● **WORK TO COMPLETE**
Locate each line in the records containing "patio". Copy it.

● **RECORDS**

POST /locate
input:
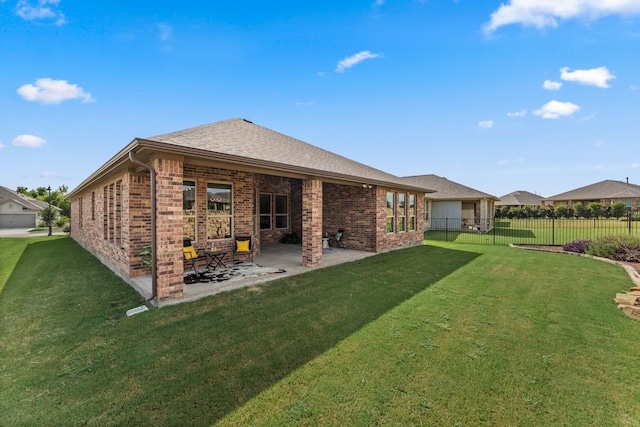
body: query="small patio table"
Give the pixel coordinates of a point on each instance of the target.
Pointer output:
(215, 259)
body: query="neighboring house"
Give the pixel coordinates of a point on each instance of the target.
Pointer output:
(520, 199)
(231, 178)
(18, 210)
(454, 205)
(606, 192)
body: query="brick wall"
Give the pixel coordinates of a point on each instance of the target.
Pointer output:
(354, 210)
(169, 177)
(276, 185)
(113, 225)
(312, 197)
(244, 195)
(387, 241)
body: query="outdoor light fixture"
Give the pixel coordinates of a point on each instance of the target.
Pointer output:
(49, 190)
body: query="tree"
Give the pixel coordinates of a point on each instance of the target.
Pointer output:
(618, 209)
(594, 209)
(562, 211)
(579, 210)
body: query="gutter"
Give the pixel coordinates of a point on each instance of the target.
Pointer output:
(154, 258)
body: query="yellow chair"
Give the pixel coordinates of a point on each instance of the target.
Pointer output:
(243, 246)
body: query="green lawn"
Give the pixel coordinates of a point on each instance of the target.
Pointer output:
(437, 335)
(538, 231)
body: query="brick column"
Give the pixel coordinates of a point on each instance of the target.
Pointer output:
(311, 222)
(169, 173)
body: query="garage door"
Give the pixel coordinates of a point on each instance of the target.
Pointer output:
(17, 221)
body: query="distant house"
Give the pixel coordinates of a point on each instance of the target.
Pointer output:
(454, 205)
(18, 210)
(606, 192)
(234, 178)
(519, 199)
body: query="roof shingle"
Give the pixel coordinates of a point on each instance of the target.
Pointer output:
(445, 189)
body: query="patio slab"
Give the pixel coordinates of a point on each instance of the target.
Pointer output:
(278, 261)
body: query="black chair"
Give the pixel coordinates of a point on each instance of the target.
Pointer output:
(338, 238)
(243, 246)
(192, 255)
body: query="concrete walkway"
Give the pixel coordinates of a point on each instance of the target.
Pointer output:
(26, 232)
(271, 257)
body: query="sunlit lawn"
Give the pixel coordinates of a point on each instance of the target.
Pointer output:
(437, 335)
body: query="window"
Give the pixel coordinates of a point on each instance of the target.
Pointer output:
(189, 209)
(93, 206)
(402, 212)
(282, 211)
(219, 211)
(412, 212)
(391, 212)
(265, 211)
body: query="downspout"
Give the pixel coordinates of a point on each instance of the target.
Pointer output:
(154, 258)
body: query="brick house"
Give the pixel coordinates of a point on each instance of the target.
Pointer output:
(213, 182)
(606, 192)
(453, 205)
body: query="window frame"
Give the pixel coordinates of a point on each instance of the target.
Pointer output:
(267, 215)
(391, 212)
(412, 212)
(220, 185)
(284, 215)
(194, 209)
(402, 213)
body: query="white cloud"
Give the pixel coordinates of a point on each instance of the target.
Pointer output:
(594, 77)
(49, 91)
(356, 59)
(165, 31)
(43, 10)
(556, 109)
(546, 13)
(486, 124)
(28, 141)
(516, 114)
(589, 117)
(551, 85)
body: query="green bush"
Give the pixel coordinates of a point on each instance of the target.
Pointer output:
(621, 248)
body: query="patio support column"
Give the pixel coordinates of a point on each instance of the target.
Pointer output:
(169, 173)
(311, 222)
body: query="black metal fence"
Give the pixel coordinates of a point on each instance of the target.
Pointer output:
(534, 231)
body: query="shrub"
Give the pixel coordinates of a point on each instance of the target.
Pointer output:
(621, 248)
(578, 246)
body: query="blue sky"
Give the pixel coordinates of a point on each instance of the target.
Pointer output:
(497, 95)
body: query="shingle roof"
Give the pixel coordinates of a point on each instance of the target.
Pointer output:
(447, 190)
(7, 194)
(241, 143)
(608, 189)
(242, 139)
(520, 198)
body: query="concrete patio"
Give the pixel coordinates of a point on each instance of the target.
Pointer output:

● **SOLUTION**
body: query="small patio table"
body: query="patio slab"
body: query="patio support column"
body: query="concrete patio"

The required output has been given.